>> BEGIN

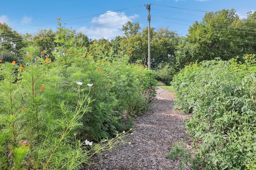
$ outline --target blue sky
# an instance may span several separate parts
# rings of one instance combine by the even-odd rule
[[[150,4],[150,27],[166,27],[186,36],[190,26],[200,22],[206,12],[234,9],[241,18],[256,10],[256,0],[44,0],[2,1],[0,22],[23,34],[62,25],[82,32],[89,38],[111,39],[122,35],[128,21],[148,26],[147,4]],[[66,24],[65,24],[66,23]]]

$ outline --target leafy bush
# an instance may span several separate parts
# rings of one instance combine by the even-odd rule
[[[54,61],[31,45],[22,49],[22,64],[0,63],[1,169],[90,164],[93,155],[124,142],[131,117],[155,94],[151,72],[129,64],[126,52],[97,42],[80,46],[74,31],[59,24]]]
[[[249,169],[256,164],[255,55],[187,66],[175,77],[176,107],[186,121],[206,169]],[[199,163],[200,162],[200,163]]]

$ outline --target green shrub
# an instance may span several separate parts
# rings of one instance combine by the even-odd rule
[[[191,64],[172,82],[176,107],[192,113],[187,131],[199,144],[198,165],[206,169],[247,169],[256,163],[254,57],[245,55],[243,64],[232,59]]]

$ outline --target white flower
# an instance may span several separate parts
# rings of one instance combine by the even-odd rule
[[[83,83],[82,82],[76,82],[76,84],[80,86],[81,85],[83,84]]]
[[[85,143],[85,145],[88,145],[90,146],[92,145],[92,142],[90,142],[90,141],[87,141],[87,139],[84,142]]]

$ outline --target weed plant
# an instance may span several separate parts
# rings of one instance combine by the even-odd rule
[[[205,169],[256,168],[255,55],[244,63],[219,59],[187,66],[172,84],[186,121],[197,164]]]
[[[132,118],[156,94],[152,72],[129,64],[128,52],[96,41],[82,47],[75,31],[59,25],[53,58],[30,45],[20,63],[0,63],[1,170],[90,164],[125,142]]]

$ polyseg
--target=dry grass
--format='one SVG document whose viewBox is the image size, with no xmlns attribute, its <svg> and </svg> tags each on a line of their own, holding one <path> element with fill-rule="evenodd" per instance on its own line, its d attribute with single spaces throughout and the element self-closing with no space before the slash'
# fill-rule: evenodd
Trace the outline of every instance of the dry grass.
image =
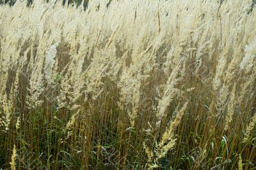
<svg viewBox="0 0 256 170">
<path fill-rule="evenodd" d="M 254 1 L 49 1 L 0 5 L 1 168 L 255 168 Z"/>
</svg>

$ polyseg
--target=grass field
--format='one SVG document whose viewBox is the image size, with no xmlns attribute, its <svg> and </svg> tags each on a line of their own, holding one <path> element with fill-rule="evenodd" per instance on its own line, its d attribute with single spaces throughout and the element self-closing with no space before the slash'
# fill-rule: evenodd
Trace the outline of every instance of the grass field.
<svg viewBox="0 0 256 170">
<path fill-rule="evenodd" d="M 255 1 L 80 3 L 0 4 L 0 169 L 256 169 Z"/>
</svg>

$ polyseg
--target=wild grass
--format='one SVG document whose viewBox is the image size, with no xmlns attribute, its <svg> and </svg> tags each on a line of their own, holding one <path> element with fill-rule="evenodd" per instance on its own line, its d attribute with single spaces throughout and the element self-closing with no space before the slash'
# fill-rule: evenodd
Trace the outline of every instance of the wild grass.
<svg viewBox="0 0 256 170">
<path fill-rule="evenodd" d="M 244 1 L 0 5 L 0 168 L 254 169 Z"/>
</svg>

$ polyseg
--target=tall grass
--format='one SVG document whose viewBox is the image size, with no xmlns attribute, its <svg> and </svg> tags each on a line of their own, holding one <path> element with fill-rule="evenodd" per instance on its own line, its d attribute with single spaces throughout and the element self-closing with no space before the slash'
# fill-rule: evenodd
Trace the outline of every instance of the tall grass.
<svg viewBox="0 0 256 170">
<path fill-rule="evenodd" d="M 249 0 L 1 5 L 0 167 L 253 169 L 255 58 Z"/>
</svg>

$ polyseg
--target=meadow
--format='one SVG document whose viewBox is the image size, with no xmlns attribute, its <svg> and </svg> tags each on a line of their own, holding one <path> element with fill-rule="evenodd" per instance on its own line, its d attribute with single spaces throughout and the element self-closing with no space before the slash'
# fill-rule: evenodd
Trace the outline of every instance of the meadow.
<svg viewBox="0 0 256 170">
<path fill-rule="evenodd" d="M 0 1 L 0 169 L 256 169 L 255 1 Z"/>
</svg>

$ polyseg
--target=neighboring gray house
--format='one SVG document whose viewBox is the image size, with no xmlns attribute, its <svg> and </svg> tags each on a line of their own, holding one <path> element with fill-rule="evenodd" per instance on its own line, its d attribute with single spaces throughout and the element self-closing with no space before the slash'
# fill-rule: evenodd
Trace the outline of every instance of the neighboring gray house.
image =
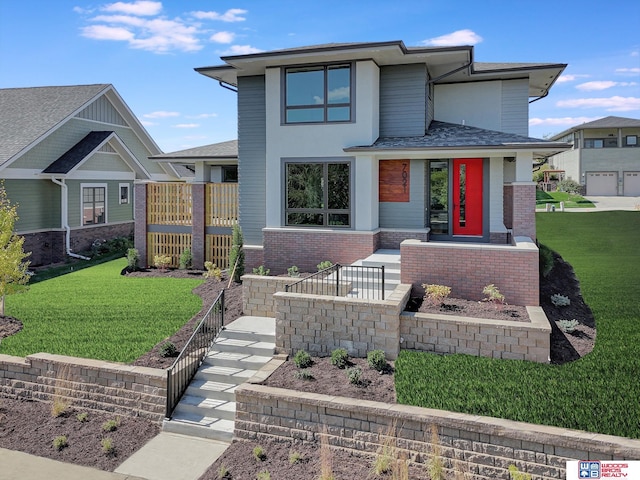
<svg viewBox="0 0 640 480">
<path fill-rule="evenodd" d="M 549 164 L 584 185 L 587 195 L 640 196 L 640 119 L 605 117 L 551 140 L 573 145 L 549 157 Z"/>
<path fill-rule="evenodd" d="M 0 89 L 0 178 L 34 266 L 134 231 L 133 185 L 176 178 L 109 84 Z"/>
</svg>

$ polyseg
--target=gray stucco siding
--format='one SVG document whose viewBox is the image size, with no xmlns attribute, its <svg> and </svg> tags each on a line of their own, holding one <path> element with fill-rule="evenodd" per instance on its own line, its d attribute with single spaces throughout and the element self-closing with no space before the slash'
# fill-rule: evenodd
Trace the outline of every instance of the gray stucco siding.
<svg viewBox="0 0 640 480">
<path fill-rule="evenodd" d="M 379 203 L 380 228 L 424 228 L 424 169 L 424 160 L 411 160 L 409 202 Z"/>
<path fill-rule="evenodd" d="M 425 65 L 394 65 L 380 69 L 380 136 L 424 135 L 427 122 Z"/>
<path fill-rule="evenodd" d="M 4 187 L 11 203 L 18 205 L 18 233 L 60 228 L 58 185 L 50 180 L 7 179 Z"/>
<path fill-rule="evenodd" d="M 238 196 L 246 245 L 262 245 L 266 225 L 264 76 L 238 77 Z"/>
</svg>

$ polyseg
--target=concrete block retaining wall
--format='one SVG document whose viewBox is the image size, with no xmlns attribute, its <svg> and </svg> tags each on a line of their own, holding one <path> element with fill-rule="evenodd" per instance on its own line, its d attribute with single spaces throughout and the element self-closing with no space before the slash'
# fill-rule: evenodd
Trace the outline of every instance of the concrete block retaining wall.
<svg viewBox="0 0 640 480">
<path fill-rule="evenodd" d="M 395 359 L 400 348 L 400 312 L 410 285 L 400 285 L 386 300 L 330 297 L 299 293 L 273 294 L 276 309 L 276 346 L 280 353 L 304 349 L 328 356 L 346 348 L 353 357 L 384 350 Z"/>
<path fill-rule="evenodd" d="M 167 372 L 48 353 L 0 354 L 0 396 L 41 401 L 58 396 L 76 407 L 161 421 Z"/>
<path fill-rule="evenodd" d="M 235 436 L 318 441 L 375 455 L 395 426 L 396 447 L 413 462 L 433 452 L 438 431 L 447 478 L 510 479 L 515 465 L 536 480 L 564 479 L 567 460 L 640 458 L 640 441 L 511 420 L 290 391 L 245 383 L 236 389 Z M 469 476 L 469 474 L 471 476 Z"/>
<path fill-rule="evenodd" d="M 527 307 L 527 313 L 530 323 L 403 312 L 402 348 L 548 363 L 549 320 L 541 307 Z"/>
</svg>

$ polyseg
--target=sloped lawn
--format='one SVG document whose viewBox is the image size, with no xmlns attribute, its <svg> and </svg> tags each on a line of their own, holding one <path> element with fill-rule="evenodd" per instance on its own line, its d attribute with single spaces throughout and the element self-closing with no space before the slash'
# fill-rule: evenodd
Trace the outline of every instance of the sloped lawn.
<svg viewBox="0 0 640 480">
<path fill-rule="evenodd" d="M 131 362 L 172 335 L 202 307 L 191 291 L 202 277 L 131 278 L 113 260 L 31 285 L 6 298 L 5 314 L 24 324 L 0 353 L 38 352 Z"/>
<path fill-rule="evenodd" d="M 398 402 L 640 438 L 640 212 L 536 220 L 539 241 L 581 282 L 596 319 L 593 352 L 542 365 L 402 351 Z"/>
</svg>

>> END

* YOUR TASK
Return each line of the records containing the string "gray", copied without changes.

* FULL SOLUTION
--target=neighboring gray house
Trace the outline of every instance of the neighboring gray house.
--target=gray stucco siding
Trace the outline of every instance of the gray stucco siding.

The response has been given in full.